PROBLEM TO WORK ON: Rewrite the items from the line with "Mark the region of each instance of the shoe;" through the end of the items, replacing "Mark the region" with "Outline the area" and leaving everything else unchanged.

Segmentation dataset excerpts:
■ ■ ■
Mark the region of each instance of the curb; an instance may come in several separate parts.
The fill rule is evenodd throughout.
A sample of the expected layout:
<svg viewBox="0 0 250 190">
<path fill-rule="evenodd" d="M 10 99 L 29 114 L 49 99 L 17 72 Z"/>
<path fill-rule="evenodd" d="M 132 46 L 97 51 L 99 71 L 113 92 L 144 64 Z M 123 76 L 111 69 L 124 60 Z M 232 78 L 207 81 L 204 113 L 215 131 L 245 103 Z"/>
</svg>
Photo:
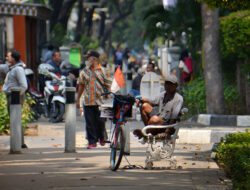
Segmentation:
<svg viewBox="0 0 250 190">
<path fill-rule="evenodd" d="M 245 132 L 246 128 L 228 128 L 228 127 L 216 127 L 216 128 L 194 128 L 194 129 L 182 129 L 180 128 L 177 139 L 177 143 L 181 144 L 210 144 L 219 143 L 221 138 L 225 137 L 229 133 Z"/>
<path fill-rule="evenodd" d="M 250 127 L 250 115 L 199 114 L 190 118 L 189 121 L 207 126 Z"/>
</svg>

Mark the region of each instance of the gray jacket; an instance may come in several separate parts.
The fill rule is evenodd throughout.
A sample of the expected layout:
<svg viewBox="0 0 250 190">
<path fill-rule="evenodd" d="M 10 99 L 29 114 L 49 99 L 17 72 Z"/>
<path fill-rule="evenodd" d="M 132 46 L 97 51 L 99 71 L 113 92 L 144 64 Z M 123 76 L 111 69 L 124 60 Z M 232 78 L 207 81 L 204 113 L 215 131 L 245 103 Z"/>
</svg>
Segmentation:
<svg viewBox="0 0 250 190">
<path fill-rule="evenodd" d="M 164 104 L 163 99 L 165 93 L 165 91 L 160 93 L 159 96 L 149 100 L 149 103 L 159 106 L 159 113 L 157 115 L 165 121 L 168 121 L 169 119 L 178 119 L 178 115 L 183 105 L 183 98 L 176 92 L 174 97 Z"/>
<path fill-rule="evenodd" d="M 27 79 L 22 64 L 23 63 L 19 62 L 9 67 L 2 89 L 7 95 L 11 93 L 11 88 L 19 88 L 21 95 L 24 94 L 28 88 Z M 0 73 L 4 73 L 6 71 L 6 66 L 0 67 Z"/>
</svg>

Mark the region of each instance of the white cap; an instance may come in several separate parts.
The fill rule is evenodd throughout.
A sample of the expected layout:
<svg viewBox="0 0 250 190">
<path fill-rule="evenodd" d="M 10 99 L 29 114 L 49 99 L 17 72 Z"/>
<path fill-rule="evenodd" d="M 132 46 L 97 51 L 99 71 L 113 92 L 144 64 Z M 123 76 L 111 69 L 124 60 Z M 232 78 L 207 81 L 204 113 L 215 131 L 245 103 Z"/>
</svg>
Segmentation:
<svg viewBox="0 0 250 190">
<path fill-rule="evenodd" d="M 165 82 L 171 82 L 173 84 L 178 84 L 178 79 L 175 75 L 168 75 L 165 77 Z"/>
</svg>

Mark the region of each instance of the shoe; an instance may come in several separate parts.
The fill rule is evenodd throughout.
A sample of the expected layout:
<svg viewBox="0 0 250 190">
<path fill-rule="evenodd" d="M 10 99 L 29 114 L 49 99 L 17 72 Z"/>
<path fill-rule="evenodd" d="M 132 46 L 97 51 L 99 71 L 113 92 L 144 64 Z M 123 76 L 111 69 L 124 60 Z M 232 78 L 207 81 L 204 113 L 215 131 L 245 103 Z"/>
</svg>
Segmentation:
<svg viewBox="0 0 250 190">
<path fill-rule="evenodd" d="M 26 144 L 22 144 L 22 148 L 28 148 Z"/>
<path fill-rule="evenodd" d="M 105 146 L 105 144 L 106 144 L 106 143 L 105 143 L 104 140 L 100 140 L 100 145 L 101 145 L 101 146 Z"/>
<path fill-rule="evenodd" d="M 87 149 L 91 149 L 91 148 L 95 148 L 96 147 L 96 143 L 90 144 Z"/>
</svg>

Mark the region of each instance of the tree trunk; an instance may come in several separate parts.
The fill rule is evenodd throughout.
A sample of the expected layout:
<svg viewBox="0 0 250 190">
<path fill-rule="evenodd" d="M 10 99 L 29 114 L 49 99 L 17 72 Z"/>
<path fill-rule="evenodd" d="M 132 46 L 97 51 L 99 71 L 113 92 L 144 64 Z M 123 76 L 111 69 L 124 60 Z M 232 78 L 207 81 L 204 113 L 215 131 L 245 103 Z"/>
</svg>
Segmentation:
<svg viewBox="0 0 250 190">
<path fill-rule="evenodd" d="M 202 50 L 207 113 L 223 114 L 225 99 L 220 62 L 219 10 L 209 10 L 205 3 L 202 3 Z"/>
<path fill-rule="evenodd" d="M 245 79 L 247 80 L 247 76 Z M 250 115 L 250 85 L 249 85 L 249 82 L 246 82 L 246 108 L 247 108 L 247 114 Z"/>
<path fill-rule="evenodd" d="M 243 101 L 243 104 L 246 103 L 246 84 L 245 84 L 245 77 L 244 74 L 241 71 L 242 69 L 242 63 L 240 61 L 237 62 L 236 65 L 236 75 L 237 75 L 237 89 L 240 95 L 241 100 Z"/>
<path fill-rule="evenodd" d="M 83 0 L 78 0 L 78 20 L 76 25 L 76 34 L 74 41 L 79 42 L 82 36 L 82 28 L 83 28 Z"/>
</svg>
■ ■ ■
RESPONSE FOR THIS EXERCISE:
Outline the area of each instance of the shoe; an instance may come in several separate parts.
The fill rule is evenodd throughout.
A sample of the expected layout:
<svg viewBox="0 0 250 190">
<path fill-rule="evenodd" d="M 10 99 L 29 114 L 49 99 L 17 72 Z"/>
<path fill-rule="evenodd" d="M 132 46 L 97 51 L 99 71 L 113 92 L 144 64 Z M 123 76 L 111 69 L 124 60 Z M 232 78 L 207 81 L 204 113 L 215 131 L 245 103 Z"/>
</svg>
Segmentation:
<svg viewBox="0 0 250 190">
<path fill-rule="evenodd" d="M 26 144 L 22 144 L 22 148 L 28 148 Z"/>
<path fill-rule="evenodd" d="M 105 146 L 105 144 L 106 144 L 106 143 L 105 143 L 104 140 L 100 140 L 100 145 L 101 145 L 101 146 Z"/>
<path fill-rule="evenodd" d="M 87 149 L 91 149 L 91 148 L 95 148 L 96 147 L 96 143 L 90 144 Z"/>
</svg>

Outline the area of each instance of the tree trunk; an instance may come in several separate parts.
The fill rule is evenodd throughout.
A sample of the expected layout:
<svg viewBox="0 0 250 190">
<path fill-rule="evenodd" d="M 10 99 L 29 114 L 49 99 L 17 72 Z"/>
<path fill-rule="evenodd" d="M 132 46 L 97 51 L 99 71 L 113 92 L 144 64 Z M 123 76 L 111 69 L 124 60 Z M 232 78 L 207 81 L 204 113 L 215 131 L 245 103 Z"/>
</svg>
Segmentation:
<svg viewBox="0 0 250 190">
<path fill-rule="evenodd" d="M 202 50 L 207 113 L 223 114 L 225 99 L 220 62 L 219 10 L 209 10 L 205 3 L 202 3 Z"/>
<path fill-rule="evenodd" d="M 245 79 L 247 80 L 247 76 Z M 250 115 L 250 85 L 249 85 L 249 82 L 246 82 L 246 108 L 247 108 L 247 114 Z"/>
<path fill-rule="evenodd" d="M 243 101 L 243 104 L 246 103 L 246 84 L 245 84 L 245 77 L 244 74 L 241 71 L 242 69 L 242 63 L 240 61 L 237 62 L 236 65 L 236 75 L 237 75 L 237 89 L 240 95 L 241 100 Z"/>
<path fill-rule="evenodd" d="M 83 0 L 78 0 L 78 20 L 76 25 L 76 34 L 74 41 L 79 42 L 82 36 L 82 28 L 83 28 Z"/>
</svg>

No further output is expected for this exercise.